> [Excerpt provided]
* START *
However, the method presented by the authors is challenging, since the generation of the building blocks and their surface functionalization (and also their assembly) is performed in a single step in a one-pot fashion. For this reason, it is not surprising that the superstructures show less uniformity. For the sake of clarity, the authors might want to discuss these special challenges of their method in detail in the light of the above mentioned methods, which perform particle formation, functionalization and assembly in seperate steps.

A section in the introduction was modified and completed  in order to clear the motivation of investigations and the strategy of forming hierarchical organized particle aggregates by polyionic molecules:

Beside this analytical aspect, the interaction of forming metal nanoparticles with ionic surfactants and macromolecules was of interest for modulating the formation nanoparticles and to achieve different nanoparticle shapes. In addition, the interaction between the gold nanoparticles with oppositely charged macromolecules offers a strategy for altering the morphology of the gold nanoparticles and to initiate nanoparticle assembling. Beside factors which determine the crystallographic structures and shape of the gold nanoparticles (polynuclear spheres, nanocubes, triangular or hexagonal nanoprisms and nanorods, for example), electrostatic interactions between the particles play a crucial role in the formation of structures and assemblies of different shapes and sizes [14-19]. These interactions account for the colloidal stability and the formation of non-spherical nanoparticles [20] such as star-like nanoaggregates [21], networks formed by in-situ interaction of the particles during the growth process [22], and formation of ellipsoidal, dumbbell and astragal-like shapes of polymer-containing nanoparticles [23]. The synthesis of nanoparticle structures in the presence of macromolecules also depends on these electrostatic interactions. These electrostatic interactions can occur between nascent gold nanoparticles and the macromolecules during the formation and growth processes [24-26]. ]. The binding between particles and macromolecules is supported by attractive Coulomb forces between negatively charged metal nanoparticles and positively charged macromolecules.
* END *
> [Complete the following]
- A) Answer these questions using the excerpt on gold nanoparticle assembly:
(i) According to the opening paragraph, what three things does the authors' method carry out in a single one-pot step?
(ii) What supports the binding between particles and macromolecules?
(iii) Which three shapes of polymer-containing nanoparticles are listed?
- B) Put this sentence from the gold nanoparticle excerpt into Spanish: "The synthesis of nanoparticle structures in the presence of macromolecules also depends on these electrostatic interactions."

> [Data excerpts]
* START *
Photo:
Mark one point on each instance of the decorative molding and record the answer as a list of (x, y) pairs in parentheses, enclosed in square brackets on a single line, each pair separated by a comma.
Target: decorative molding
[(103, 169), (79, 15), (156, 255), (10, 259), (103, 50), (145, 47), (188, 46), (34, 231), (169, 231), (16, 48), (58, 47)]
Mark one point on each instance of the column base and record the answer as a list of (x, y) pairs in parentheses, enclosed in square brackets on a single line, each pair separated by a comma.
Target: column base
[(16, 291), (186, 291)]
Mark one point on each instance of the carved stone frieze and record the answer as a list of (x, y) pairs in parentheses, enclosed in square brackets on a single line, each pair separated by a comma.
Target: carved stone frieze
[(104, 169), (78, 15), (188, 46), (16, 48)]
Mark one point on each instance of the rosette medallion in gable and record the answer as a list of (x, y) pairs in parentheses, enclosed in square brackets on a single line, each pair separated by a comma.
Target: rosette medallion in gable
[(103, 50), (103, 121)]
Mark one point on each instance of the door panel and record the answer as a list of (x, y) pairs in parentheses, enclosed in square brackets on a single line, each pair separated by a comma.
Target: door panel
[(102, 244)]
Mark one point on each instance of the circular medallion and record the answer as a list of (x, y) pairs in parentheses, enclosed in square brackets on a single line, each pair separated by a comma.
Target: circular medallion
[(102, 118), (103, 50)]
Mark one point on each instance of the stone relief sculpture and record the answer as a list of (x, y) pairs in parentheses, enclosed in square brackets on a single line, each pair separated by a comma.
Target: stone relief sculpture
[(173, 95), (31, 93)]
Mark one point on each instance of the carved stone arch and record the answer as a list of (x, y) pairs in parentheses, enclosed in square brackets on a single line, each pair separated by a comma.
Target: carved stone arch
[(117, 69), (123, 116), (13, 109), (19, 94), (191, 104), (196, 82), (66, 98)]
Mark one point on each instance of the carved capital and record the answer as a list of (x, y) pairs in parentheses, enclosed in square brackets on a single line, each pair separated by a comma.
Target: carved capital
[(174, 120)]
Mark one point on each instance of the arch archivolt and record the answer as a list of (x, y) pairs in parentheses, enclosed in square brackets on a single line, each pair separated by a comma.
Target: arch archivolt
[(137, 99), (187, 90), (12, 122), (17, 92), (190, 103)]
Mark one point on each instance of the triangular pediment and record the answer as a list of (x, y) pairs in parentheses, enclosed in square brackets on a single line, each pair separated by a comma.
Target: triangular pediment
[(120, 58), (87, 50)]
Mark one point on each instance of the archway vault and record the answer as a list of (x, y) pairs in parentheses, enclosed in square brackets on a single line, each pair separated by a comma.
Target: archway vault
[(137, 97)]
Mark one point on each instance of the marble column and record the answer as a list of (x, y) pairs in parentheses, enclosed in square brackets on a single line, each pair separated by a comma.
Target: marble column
* END *
> [Answers to each task]
- A)
(i) Generating the building blocks, functionalizing their surfaces, and assembling them.
(ii) Attractive Coulomb forces between negatively charged metal nanoparticles and positively charged macromolecules.
(iii) Ellipsoidal, dumbbell, and astragal-like shapes.

- B) La síntesis de estructuras de nanopartículas en presencia de macromoléculas también depende de estas interacciones electrostáticas.